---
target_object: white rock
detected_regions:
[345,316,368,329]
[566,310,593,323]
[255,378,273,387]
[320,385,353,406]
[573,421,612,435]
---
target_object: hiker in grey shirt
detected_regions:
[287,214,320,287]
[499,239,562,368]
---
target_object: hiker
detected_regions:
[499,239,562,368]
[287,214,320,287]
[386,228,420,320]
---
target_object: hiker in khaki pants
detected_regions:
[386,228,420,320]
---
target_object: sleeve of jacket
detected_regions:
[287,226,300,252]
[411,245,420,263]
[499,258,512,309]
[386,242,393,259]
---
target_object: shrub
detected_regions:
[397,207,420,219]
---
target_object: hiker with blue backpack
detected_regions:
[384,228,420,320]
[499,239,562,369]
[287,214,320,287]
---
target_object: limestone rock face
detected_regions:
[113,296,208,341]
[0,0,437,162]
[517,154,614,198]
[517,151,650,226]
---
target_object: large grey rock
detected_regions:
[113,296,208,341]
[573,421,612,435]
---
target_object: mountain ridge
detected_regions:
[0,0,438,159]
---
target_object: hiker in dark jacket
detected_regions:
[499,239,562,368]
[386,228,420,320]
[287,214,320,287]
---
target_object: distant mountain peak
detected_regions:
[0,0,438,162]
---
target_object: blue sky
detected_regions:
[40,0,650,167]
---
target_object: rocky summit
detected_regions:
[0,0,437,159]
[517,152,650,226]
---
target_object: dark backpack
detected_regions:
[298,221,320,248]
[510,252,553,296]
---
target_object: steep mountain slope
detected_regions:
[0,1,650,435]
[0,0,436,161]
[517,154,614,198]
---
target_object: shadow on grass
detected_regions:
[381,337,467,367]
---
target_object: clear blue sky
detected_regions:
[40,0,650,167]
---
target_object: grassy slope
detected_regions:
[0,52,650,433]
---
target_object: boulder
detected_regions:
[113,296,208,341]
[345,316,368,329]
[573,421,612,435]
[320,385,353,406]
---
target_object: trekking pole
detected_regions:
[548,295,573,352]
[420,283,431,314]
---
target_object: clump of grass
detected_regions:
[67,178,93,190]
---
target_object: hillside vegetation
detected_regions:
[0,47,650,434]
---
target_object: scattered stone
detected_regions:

---*---

**STATED EXERCISE**:
Lay out all the lines above as a Markdown table with the columns "Index" and "Line", one numbered row per line in order, skipping any blank lines.

**RESPONSE**:
| Index | Line |
|---|---|
| 1 | --- |
| 2 | target_object: white rock |
| 3 | detected_regions: |
| 4 | [345,316,368,329] |
| 5 | [566,310,593,323] |
| 6 | [255,378,273,387] |
| 7 | [320,385,353,406] |
| 8 | [573,421,612,435] |
| 9 | --- |
| 10 | target_object: hiker in grey shirt |
| 11 | detected_regions: |
| 12 | [287,214,320,287] |
| 13 | [499,239,562,368] |
| 14 | --- |
| 15 | target_object: hiker |
| 16 | detected_regions: |
| 17 | [499,239,562,368] |
| 18 | [287,214,320,287] |
| 19 | [386,228,420,320] |
| 20 | --- |
| 21 | target_object: hiker in khaki pants |
| 22 | detected_regions: |
| 23 | [386,228,420,320] |
| 24 | --- |
| 25 | target_object: sleeve of jacket |
| 26 | detected_regions: |
| 27 | [287,226,300,252] |
| 28 | [411,245,420,263] |
| 29 | [499,258,512,309] |
| 30 | [386,242,393,259] |
| 31 | --- |
| 32 | target_object: shrub |
| 33 | detected_regions: |
| 34 | [397,207,420,219] |
| 35 | --- |
| 36 | target_object: hiker with blue backpack |
| 37 | detected_regions: |
| 38 | [384,228,420,320] |
| 39 | [499,239,562,369] |
| 40 | [287,214,320,287] |
| 41 | --- |
| 42 | target_object: limestone rock face |
| 43 | detected_regions: |
| 44 | [113,296,208,341] |
| 45 | [0,0,437,162] |
| 46 | [517,154,614,198] |
| 47 | [517,151,650,226] |
| 48 | --- |
| 49 | target_object: large grey rock |
| 50 | detected_regions: |
| 51 | [113,296,208,341] |
| 52 | [573,421,612,435] |
| 53 | --- |
| 54 | target_object: mountain ridge |
| 55 | detected_regions: |
| 56 | [0,0,438,159] |
| 57 | --- |
| 58 | target_object: hiker in dark jacket |
| 59 | detected_regions: |
| 60 | [499,239,562,368] |
| 61 | [386,228,420,320] |
| 62 | [287,214,320,287] |
| 63 | --- |
| 64 | target_object: distant mountain peak |
| 65 | detected_regions: |
| 66 | [0,0,438,162] |
| 67 | --- |
| 68 | target_object: blue sky |
| 69 | detected_regions: |
| 70 | [40,0,650,167] |
| 71 | --- |
| 72 | target_object: rocky summit |
| 73 | detected_regions: |
| 74 | [0,0,437,159] |
| 75 | [517,152,650,226] |
| 76 | --- |
| 77 | target_object: dark backpack |
| 78 | detected_regions: |
| 79 | [298,221,320,248] |
| 80 | [510,252,553,296] |
| 81 | --- |
| 82 | target_object: steep mountain slope |
| 83 | detected_regions: |
| 84 | [0,1,650,435] |
| 85 | [0,0,436,161] |
| 86 | [517,154,614,198] |
| 87 | --- |
| 88 | target_object: shadow on grass |
| 89 | detected_regions: |
| 90 | [381,337,467,367] |
| 91 | --- |
| 92 | target_object: clear blue sky |
| 93 | detected_regions: |
| 94 | [40,0,650,167] |
| 95 | --- |
| 96 | target_object: grassy slope |
| 97 | detected_regions: |
| 98 | [0,52,650,433] |
| 99 | --- |
| 100 | target_object: boulder |
| 101 | detected_regions: |
| 102 | [113,296,208,341] |
| 103 | [345,316,368,329] |
| 104 | [573,421,612,435] |
| 105 | [320,385,353,406] |
| 106 | --- |
| 107 | target_object: trekking pole |
| 108 | detected_regions: |
| 109 | [548,295,573,352] |
| 110 | [420,283,431,314] |
| 111 | --- |
| 112 | target_object: clump of grass |
| 113 | detected_regions: |
| 114 | [67,178,93,190] |
| 115 | --- |
| 116 | target_object: hillside vegetation |
| 117 | detected_regions: |
| 118 | [0,47,650,434] |
| 119 | --- |
| 120 | target_object: scattered stone |
| 121 | detected_regions: |